Metropolitan News-Enterprise

 

Friday, December 9, 2011

 

Page 1

 

Court of Appeal Rules:

Bond Not Required for Order Shielding Community Property

 

By KENNETH OFGANG, Staff Writer

 

A trial judge need not require a bond when enjoining a creditor from levying on community property to collect a judgment against the spouse of the party obtaining the injunction, the Sixth District Court of Appeal ruled yesterday.

The justices ruled that Charlene Guasch does not have to furnish a bond in favor of Pamela Carmody, who holds a judgment for more than $224,000 against James Guasch.

Carmody was James Guasch’s girlfriend, and was sentenced to two years in prison after pleading guilty to several crimes, including conspiring to intimidate a witness who testified at James Guasch’s trial for hiring two men to kill his wife.

James Guasch was sentenced to more than 12 years in prison for solicitation of murder following his 2008 trial for solicitation of murder in Santa Clara Superior Court.  last year. The Sixth District Court of Appeal affirmed in an unpublished opinion last year, and U.S. District Judge William Alsup of the Northern District of California denied his habeas corpus petition this past June.

According to news accounts, the agents said Guasch—a onetime firefighter who ran a carpet cleaning and restoration business—told them he wanted his wife killed and buried in the Nevada desert. He supplied a 99-count bottle of Oxycodone as a retainer.

Guasch was arrested before he could pay anything further. Subsequent reports linked him to illegal sales of methamphetamine and of prescription drugs that were stolen from local pharmacies and hospitals.

(Data extracted from a collection)
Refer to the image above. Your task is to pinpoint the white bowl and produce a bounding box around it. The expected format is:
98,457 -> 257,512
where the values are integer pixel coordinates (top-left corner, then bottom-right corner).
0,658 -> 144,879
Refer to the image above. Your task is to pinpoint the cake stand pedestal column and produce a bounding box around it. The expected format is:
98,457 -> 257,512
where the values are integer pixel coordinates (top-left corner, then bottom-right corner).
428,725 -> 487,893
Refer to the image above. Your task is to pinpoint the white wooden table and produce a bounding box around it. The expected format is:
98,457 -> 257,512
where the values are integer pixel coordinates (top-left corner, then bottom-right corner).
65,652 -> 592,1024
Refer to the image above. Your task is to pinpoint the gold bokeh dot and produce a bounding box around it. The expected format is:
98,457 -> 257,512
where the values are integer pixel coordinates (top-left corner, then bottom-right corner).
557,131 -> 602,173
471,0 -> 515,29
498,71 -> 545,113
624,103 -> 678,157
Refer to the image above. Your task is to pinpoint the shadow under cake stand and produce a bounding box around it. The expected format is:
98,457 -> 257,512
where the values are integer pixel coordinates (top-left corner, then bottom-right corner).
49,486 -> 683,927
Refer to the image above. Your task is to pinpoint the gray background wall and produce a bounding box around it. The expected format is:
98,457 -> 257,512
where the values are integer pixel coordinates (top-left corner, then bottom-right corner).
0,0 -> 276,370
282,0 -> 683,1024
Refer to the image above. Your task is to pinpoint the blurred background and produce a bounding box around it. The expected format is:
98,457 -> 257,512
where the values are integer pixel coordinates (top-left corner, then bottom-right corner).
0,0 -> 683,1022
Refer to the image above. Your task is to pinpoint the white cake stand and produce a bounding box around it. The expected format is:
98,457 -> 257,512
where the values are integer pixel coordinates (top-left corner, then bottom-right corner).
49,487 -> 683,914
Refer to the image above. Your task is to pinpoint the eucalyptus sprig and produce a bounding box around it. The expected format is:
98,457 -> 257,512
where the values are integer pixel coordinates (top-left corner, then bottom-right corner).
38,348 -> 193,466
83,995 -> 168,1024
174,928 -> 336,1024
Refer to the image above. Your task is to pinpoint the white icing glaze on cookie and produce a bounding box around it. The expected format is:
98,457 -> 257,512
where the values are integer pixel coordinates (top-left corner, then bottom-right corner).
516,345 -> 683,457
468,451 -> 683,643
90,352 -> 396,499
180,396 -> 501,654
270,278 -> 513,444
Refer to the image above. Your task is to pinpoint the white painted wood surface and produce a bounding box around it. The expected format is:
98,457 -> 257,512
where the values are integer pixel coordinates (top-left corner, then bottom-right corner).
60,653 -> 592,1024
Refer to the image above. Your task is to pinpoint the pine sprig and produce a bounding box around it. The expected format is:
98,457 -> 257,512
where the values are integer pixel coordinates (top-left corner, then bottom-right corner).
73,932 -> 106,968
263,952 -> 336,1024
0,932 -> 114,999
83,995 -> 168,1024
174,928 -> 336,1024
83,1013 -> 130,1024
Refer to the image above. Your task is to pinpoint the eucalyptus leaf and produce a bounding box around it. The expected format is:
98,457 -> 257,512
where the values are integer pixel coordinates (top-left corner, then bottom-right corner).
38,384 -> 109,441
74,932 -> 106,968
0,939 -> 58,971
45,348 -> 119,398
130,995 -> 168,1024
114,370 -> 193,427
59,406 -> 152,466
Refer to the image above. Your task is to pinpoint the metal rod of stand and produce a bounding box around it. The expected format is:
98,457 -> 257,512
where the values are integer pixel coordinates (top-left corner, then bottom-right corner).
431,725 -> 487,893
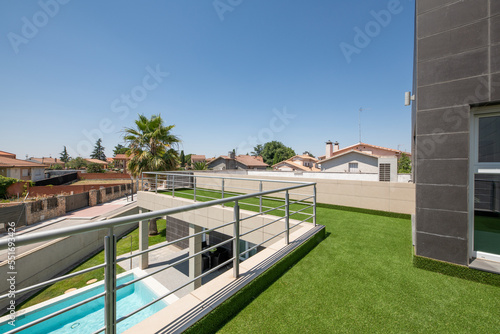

→ Work to be completed
In the court of appeal article:
(a) For how much is the judgment Pamela Carmody holds against James Guasch?
(b) To how long in prison was Carmody sentenced?
(c) What did Guasch supply as a retainer?

→ Solution for this problem
(a) More than $224,000.
(b) Two years.
(c) A 99-count bottle of Oxycodone.